TASKS AND EXERCISES:
1. Reproduce the passage from the article about the telenovela Chispita, from "Chispita (English title: Little" up to and including "telenovela Andrea Celeste.".
2. In the article about the telenovela Chispita, what name does María Luisa give herself after she loses her memory?
3. Carry on writing the article about the telenovela Chispita, starting after its final sentence.

EXCERPT TO READ:
----

Chispita (English title: Little Spark) is a Mexican telenovela produced by Valentín Pimstein for Televisa in 1982. It's an original story by Abel Santa Cruz, the telenovela is a remake of the 1979 Argentinean telenovela Andrea Celeste.

Lucero starred as child protagonist, Angélica Aragón and Enrique Lizalde starred as adult protagonists, Usi Velasco starred as co-protagonist, Alma Delfina and Leonardo Daniel starred as young co-protagonists, while Renata Flores starred as main antagonist.

Plot
María Luisa and her husband had a terrible car accident, her husband dies and she lost her memory completely and she is not able to remember anything at all. Because of this incident, María Luisa forgot that she had a daughter, Isabel, who became an orphan and was therefore taken to the orphanage of Father Eugenio, where Isabel begins to live on and grow. When Isabel is 10 years old, she was adopted by Don Alejandro, a respectable man, widower and with 2 children, Juan Carlos y Lilí.

When Isabel is taken home, she meets Gloria, the maid, who becomes her friend, and so does Juan Carlos, but not Lilí or Miss Irene, Lili's tutor. Together, Miss Irene and Lily try to  make life impossible for Isabel. Then, a woman named Bertha appears,  who turns out to be María Luisa's sister, and she contacts Isabel and encourages her to look for her mother due to her strange disappearance. Meanwhile, María Luisa decides to name herself Lucía, due to her lack of memory, and she gets a job in the orphanage directed by Father Eugenio. When Isabel meets Lucía, they befriend each other, without knowing the familiar ties.

----

PROVIDED INFORMATION:
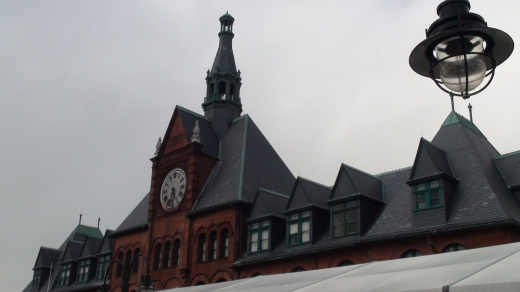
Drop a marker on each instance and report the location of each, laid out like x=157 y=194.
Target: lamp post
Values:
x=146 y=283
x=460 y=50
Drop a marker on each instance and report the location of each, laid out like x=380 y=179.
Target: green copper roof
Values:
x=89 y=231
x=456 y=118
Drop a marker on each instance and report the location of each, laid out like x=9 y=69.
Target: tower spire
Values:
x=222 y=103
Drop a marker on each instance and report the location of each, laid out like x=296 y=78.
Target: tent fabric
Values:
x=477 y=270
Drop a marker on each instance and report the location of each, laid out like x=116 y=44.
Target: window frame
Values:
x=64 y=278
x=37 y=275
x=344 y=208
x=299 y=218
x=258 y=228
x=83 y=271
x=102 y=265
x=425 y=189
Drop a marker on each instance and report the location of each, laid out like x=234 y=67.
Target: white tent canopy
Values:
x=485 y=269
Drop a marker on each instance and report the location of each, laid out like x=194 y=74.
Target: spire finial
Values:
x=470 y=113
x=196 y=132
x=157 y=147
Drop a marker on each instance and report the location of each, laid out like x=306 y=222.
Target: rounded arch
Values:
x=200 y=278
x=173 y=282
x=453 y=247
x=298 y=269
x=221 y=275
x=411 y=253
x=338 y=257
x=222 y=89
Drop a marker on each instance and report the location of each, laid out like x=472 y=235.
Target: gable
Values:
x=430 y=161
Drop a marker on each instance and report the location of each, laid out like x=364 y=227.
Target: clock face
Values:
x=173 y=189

----

ANSWERS:
1.
Chispita (English title: Little Spark) is a Mexican telenovela produced by Valentín Pimstein for Televisa in 1982. It's an original story by Abel Santa Cruz, the telenovela is a remake of the 1979 Argentinean telenovela Andrea Celeste.

2. Lucía.

3.
Cast

Main 
 Enrique Lizalde as Alejandro de la Mora
 Angélica Aragón as Lucía
 Gastón Tuset as Father Eugenio
 Alma Delfina as Gloria
 Leonardo Daniel as Juan Carlos de la Mora
 Elsa Cárdenas as Hermana Socorro
 Manuel López Ochoa as José
 Aurora Clavel as Flora
 Renata Flores as Irene
 Inés Morales as Pilar
 Samuel Molina as Rogelio
 Josefina Escobedo as Directora
 Roxana Chávez as Olga
 Beatriz Moreno as Lola
 Rogelio Guerra as Esteban
 Usi Velasco as Lili
 Lucero as Isabel / Chispita

Recurring 
 Alberto Mayagoitia as Ángel Guardián
 Hilda Aguirre as Tía Beatriz

Reception and music
Due to its international success, it was decided to make a special album by Timbiriche that included the main theme. However, Lucerito did not sing the theme, but in a special performance by Timbiriche and Lucerito, they sing it together. The soundtrack was recorded in Spanish and Portuguese languages. In Brazil, this telenovela has been broadcast 8 times and Chispita dolls has been sold.

Chispita's opening credits is almost a copy of another opening credits: Pai Herói (Lit. Father Hero) also had its episodes beginning with a jigsaw puzzle being assembled, of which the pictures was a child in a garden, beyond others resemblances. Pai Herói is a Brazilian telenovela produced in 1979 by Rede Globo, and written by Janete Clair. It was a great success in Brazil. Brazilian watchers noted that fact in 1984, when SBT had exhibited Chispita in the country.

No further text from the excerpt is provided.